[Point localization data]
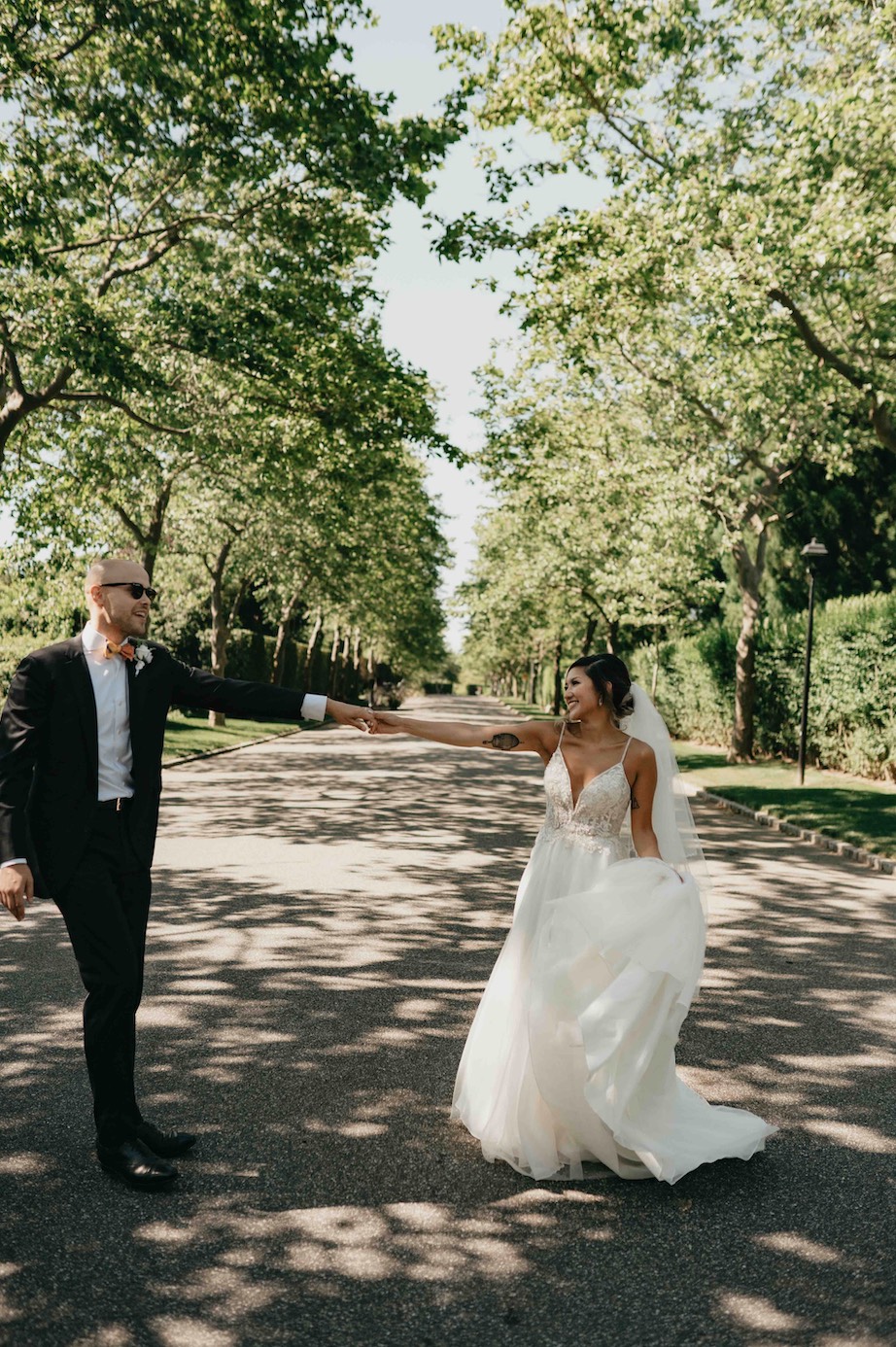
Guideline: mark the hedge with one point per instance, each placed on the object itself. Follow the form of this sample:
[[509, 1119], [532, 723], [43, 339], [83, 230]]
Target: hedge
[[851, 712]]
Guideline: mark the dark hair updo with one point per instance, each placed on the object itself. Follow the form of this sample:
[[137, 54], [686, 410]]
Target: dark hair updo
[[609, 671]]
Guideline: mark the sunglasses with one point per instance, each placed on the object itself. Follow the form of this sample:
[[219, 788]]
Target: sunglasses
[[136, 590]]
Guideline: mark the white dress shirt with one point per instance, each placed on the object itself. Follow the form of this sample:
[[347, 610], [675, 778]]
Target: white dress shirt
[[115, 757], [109, 677]]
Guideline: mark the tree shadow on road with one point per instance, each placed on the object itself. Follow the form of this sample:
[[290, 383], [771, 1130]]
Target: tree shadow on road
[[310, 1024]]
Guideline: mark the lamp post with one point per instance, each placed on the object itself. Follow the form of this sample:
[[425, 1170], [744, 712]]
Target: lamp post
[[812, 551]]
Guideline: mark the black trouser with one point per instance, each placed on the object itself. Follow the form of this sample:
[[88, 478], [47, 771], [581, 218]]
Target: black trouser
[[105, 910]]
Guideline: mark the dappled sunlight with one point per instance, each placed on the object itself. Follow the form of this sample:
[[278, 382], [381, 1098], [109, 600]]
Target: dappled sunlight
[[327, 914]]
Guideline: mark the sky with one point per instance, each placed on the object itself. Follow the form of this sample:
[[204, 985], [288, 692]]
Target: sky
[[434, 313]]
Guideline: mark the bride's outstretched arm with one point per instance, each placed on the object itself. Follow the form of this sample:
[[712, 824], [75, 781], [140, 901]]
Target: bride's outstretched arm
[[643, 789], [520, 736]]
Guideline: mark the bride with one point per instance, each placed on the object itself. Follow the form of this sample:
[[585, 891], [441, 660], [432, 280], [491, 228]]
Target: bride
[[571, 1054]]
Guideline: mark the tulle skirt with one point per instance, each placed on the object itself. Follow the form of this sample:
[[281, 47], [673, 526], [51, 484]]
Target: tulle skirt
[[570, 1061]]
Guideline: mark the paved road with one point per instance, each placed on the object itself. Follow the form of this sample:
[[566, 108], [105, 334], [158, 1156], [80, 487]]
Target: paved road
[[327, 913]]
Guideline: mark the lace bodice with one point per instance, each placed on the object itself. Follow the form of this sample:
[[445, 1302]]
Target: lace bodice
[[597, 816]]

Task directions »
Retype all the records shown above, character for character. Omit every picture.

Completed exercise »
Guideline: mark the hedge with one point per instance, each placed on the object itself. Follow the form of this sample:
[[509, 1119], [532, 723], [43, 339], [83, 230]]
Target: hedge
[[851, 712]]
Guideline: mark the dark hair updo with one point per instance, each placed on the object itself. Follow the form of this sample:
[[137, 54], [686, 410]]
Target: dark hair updo
[[609, 671]]
Guideline: mark the sunglasses with one point per instance, each placed on the object itself. Follow the form of this sample:
[[219, 788]]
Target: sunglasses
[[136, 590]]
Guideline: mark the white dress shirt with one point per instance, each placed on the object itself. Follow the form of this sample:
[[347, 610], [675, 778]]
Target: white dress shirt
[[115, 757], [109, 677]]
Guideline: mark the tree shadow on road with one point per instance, each placed on the object itself. Follow the form of this sample:
[[290, 383], [771, 1130]]
Target: tree shadow on road
[[310, 1024]]
Guideline: mark the lamp post with one point per instance, each placed on the object itself. Follow the form of this sample:
[[425, 1170], [744, 712]]
Target: lamp post
[[812, 551]]
Guideline: mark the black trouser with one point per instance, each placed on the object itself. Follow the form of this sample:
[[88, 478], [47, 771], [581, 218]]
Target: black trouser
[[105, 910]]
Guideline: mark the dappled sunlight with one point per instance, each placed on the object itself. Follow the form of this sample:
[[278, 382], [381, 1098], [109, 600]]
Target: dappled sunlight
[[327, 914]]
Guideline: mark the sky with one point per instance, each placed on the object itself. Follow the form of this sample:
[[204, 985], [288, 692]]
Target: sky
[[434, 313]]
Guideline: mark the bride's outstretched arm with one point per instance, each placed on the object itself. Follow the form of this sample:
[[712, 824], [75, 781], [140, 901]]
Target: bride's outstretched arm
[[643, 789], [520, 736]]
Guideline: mark the bride with one point per instance, each placed on the object itself. Follow the form of this sample:
[[585, 891], [441, 660], [432, 280], [491, 228]]
Target: bride
[[571, 1054]]
Guideline: mark the tulle skirt with one point per instance, each placed on the object itself. Follow the form of this sample:
[[281, 47], [673, 526], [51, 484]]
Target: tulle skirt
[[570, 1061]]
Guideline: mark the paved road with one point per instance, each placed on the object itself. Follow the form of this sample:
[[566, 108], [105, 334], [158, 1156], [80, 487]]
Target: paved road
[[327, 913]]
Guideline: mark the lace bodice with one point per instance, each placed on the object itself. Follow the form of this sample:
[[445, 1302]]
Target: lace bodice
[[597, 816]]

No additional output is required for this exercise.